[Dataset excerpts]

━━━━━━━━

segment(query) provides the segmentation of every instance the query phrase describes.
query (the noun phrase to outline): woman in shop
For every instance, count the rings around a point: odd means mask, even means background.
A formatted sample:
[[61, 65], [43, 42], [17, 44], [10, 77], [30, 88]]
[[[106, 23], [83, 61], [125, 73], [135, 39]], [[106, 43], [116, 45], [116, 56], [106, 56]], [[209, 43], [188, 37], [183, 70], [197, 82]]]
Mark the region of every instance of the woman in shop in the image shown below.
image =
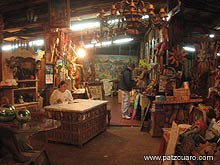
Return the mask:
[[58, 88], [55, 89], [50, 96], [51, 105], [73, 102], [73, 96], [71, 92], [67, 89], [67, 87], [68, 83], [66, 81], [61, 81], [58, 84]]

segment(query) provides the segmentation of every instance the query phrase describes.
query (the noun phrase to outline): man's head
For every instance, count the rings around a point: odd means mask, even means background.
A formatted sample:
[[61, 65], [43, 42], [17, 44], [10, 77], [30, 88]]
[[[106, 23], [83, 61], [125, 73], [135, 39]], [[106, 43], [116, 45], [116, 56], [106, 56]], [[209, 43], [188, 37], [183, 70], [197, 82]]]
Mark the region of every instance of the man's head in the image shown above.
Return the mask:
[[68, 83], [66, 81], [61, 81], [59, 84], [58, 84], [58, 88], [61, 92], [65, 92], [66, 89], [68, 87]]

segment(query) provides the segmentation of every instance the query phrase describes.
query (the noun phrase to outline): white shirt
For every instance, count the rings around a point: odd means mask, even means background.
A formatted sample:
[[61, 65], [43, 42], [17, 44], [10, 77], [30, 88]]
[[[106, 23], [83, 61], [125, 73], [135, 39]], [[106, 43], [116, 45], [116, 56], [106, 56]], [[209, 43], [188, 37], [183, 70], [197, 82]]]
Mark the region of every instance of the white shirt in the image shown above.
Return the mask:
[[68, 89], [65, 90], [65, 92], [61, 92], [59, 89], [55, 89], [50, 96], [50, 104], [59, 104], [59, 99], [62, 103], [70, 103], [73, 101], [73, 96]]

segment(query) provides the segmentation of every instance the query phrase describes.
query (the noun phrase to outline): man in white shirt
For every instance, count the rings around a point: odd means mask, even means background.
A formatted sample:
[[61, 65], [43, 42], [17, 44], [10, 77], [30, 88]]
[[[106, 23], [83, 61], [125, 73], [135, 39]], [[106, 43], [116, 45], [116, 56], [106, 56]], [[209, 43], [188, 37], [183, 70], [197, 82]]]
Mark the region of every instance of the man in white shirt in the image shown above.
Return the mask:
[[55, 89], [50, 96], [50, 104], [61, 104], [61, 103], [71, 103], [73, 102], [73, 96], [71, 92], [67, 89], [68, 84], [65, 81], [61, 81], [58, 84], [58, 89]]

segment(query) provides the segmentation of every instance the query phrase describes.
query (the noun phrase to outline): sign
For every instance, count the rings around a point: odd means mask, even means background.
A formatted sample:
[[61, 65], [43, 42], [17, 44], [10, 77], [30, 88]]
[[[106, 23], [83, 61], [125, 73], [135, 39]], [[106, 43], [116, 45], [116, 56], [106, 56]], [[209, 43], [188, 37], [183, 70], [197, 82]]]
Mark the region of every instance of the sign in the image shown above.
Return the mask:
[[53, 65], [46, 65], [46, 84], [53, 84]]

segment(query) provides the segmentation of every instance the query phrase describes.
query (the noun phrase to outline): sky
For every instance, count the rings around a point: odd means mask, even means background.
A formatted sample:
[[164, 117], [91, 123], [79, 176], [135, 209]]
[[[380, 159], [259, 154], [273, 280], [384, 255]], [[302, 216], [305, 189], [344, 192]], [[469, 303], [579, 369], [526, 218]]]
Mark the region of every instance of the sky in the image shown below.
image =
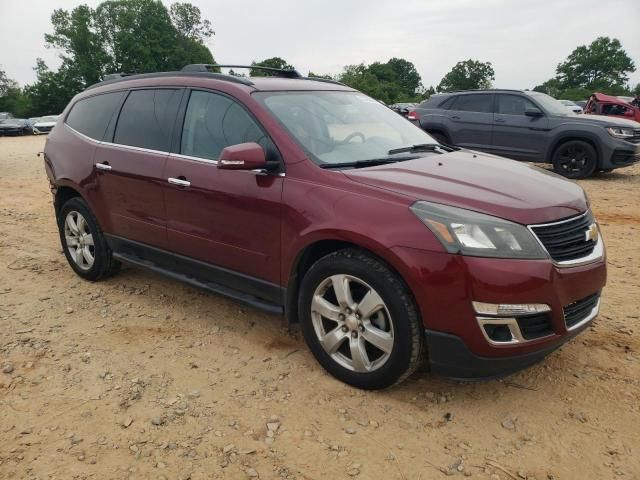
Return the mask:
[[[45, 48], [56, 8], [100, 0], [0, 0], [0, 69], [33, 82], [36, 58], [59, 65]], [[172, 3], [163, 0], [167, 6]], [[640, 83], [640, 0], [191, 0], [216, 32], [218, 63], [279, 56], [300, 72], [337, 74], [344, 65], [413, 62], [428, 87], [458, 61], [491, 62], [497, 88], [533, 88], [579, 45], [618, 38]]]

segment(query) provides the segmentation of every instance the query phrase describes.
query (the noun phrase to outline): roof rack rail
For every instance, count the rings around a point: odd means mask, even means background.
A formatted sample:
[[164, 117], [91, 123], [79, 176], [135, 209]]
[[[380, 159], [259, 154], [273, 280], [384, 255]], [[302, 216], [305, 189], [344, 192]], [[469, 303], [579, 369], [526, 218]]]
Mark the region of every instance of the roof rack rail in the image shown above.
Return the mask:
[[295, 69], [261, 67], [260, 65], [218, 65], [216, 63], [192, 63], [182, 67], [183, 72], [211, 72], [214, 68], [248, 68], [251, 70], [262, 70], [273, 73], [276, 77], [302, 78], [302, 75]]
[[130, 77], [131, 75], [135, 75], [135, 73], [107, 73], [104, 77], [102, 77], [102, 81], [106, 82], [107, 80], [115, 80], [116, 78]]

━━━━━━━━

What is being asked –
With no pictures included, write out the entries exactly.

Finished task –
segment(query) provides the segmentation of every instance the query phrase describes.
query (the noun phrase to outline): woman in shop
For every instance, count the rings around a point: odd means mask, even means background.
A formatted sample:
[[61, 65], [43, 42], [17, 44], [10, 77], [30, 88]]
[[[106, 23], [83, 61], [125, 73], [135, 39]], [[106, 43], [116, 45], [116, 56], [106, 56]], [[209, 43], [188, 37], [183, 70], [197, 82]]]
Mark the region of every instance of the woman in shop in the image shown below.
image =
Return the mask:
[[58, 88], [55, 89], [50, 96], [51, 105], [73, 102], [73, 96], [71, 92], [67, 89], [67, 87], [68, 83], [66, 81], [61, 81], [58, 84]]

segment(query) provides the segmentation of every instance the query phrase describes.
query (the noun phrase to outline): man's head
For every instance, count the rings around a point: odd means mask, even means background.
A formatted sample:
[[61, 65], [43, 42], [17, 44], [10, 77], [30, 88]]
[[[106, 23], [83, 61], [125, 73], [135, 39]], [[106, 43], [116, 45], [116, 56], [106, 56]], [[209, 43], [188, 37], [183, 70], [197, 82]]]
Mark the region of every instance of the man's head in the image shown above.
Return the mask:
[[68, 83], [66, 81], [61, 81], [59, 84], [58, 84], [58, 88], [61, 92], [65, 92], [66, 89], [68, 87]]

segment(query) provides the segmentation of every instance the query phrase describes.
query (the noun phrase to outline): white shirt
For every instance, count the rings around a point: odd means mask, even means background.
A formatted sample:
[[61, 65], [43, 42], [17, 44], [10, 77], [30, 88]]
[[[106, 23], [83, 61], [125, 73], [135, 39]], [[106, 43], [116, 45], [116, 56], [106, 56]], [[209, 43], [188, 37], [183, 70], [197, 82]]]
Mark the region of every instance of the white shirt in the image shown above.
Return the mask:
[[68, 89], [65, 90], [65, 92], [61, 92], [59, 89], [55, 89], [50, 96], [50, 104], [59, 104], [59, 99], [62, 103], [70, 103], [73, 101], [73, 96]]

segment(query) provides the segmentation of every instance the query phrase describes.
query (the noun phrase to outline): man in white shirt
For every instance, count the rings around a point: odd means mask, even means background.
A formatted sample:
[[61, 65], [43, 42], [17, 44], [10, 77], [30, 88]]
[[[106, 23], [83, 61], [125, 73], [135, 39]], [[106, 43], [116, 45], [116, 56], [106, 56]], [[209, 43], [188, 37], [183, 70], [197, 82]]]
Mark the region of every instance of the man in white shirt in the image shown above.
Return the mask:
[[55, 89], [50, 96], [50, 104], [61, 104], [61, 103], [71, 103], [73, 102], [73, 96], [71, 92], [67, 89], [68, 84], [65, 81], [61, 81], [58, 84], [58, 89]]

segment(query) provides the segmentation of every instance the query phrase describes.
query (the noun phrase to outline): sign
For every instance, count the rings around a point: odd means mask, even means background.
A formatted sample:
[[61, 65], [43, 42], [17, 44], [10, 77], [30, 88]]
[[[106, 23], [83, 61], [125, 73], [135, 39]], [[106, 43], [116, 45], [116, 56], [106, 56]], [[209, 43], [188, 37], [183, 70], [197, 82]]]
Mark the region of every instance of the sign in the image shown above.
Return the mask:
[[53, 65], [46, 65], [46, 84], [53, 84]]

segment(query) provides the segmentation of every instance the query phrase describes.
query (the noun phrase to outline): sky
For every instance, count the rings around a point: odd means mask, even means background.
A formatted sample:
[[164, 117], [91, 123], [79, 176], [135, 209]]
[[[380, 159], [259, 154], [273, 280], [384, 255]], [[302, 216], [305, 189], [344, 192]], [[469, 303], [579, 369], [526, 218]]]
Mark the region of every instance of the sky in the image shown below.
image =
Return the mask:
[[[45, 48], [56, 8], [100, 0], [0, 0], [0, 69], [33, 82], [36, 58], [59, 65]], [[172, 3], [163, 0], [167, 6]], [[640, 83], [640, 0], [191, 0], [216, 32], [218, 63], [279, 56], [300, 72], [337, 74], [344, 65], [413, 62], [428, 87], [458, 61], [491, 62], [497, 88], [533, 88], [579, 45], [618, 38]]]

segment(query) provides the segmentation of every instance the query phrase describes.
query (the noun phrase to outline): roof rack rail
For every instance, count the rings around a point: odd means mask, even means background.
A formatted sample:
[[164, 117], [91, 123], [79, 176], [135, 209]]
[[[380, 159], [259, 154], [273, 280], [384, 255]], [[302, 216], [305, 189], [344, 192]], [[469, 303], [579, 369], [526, 218]]]
Mark the region of every instance of the roof rack rail in the image shown above.
Return the mask:
[[295, 69], [261, 67], [260, 65], [218, 65], [216, 63], [192, 63], [182, 67], [183, 72], [211, 72], [214, 68], [248, 68], [251, 70], [262, 70], [273, 73], [276, 77], [302, 78], [302, 75]]
[[130, 77], [131, 75], [135, 75], [135, 73], [107, 73], [104, 77], [102, 77], [102, 81], [106, 82], [107, 80], [115, 80], [116, 78]]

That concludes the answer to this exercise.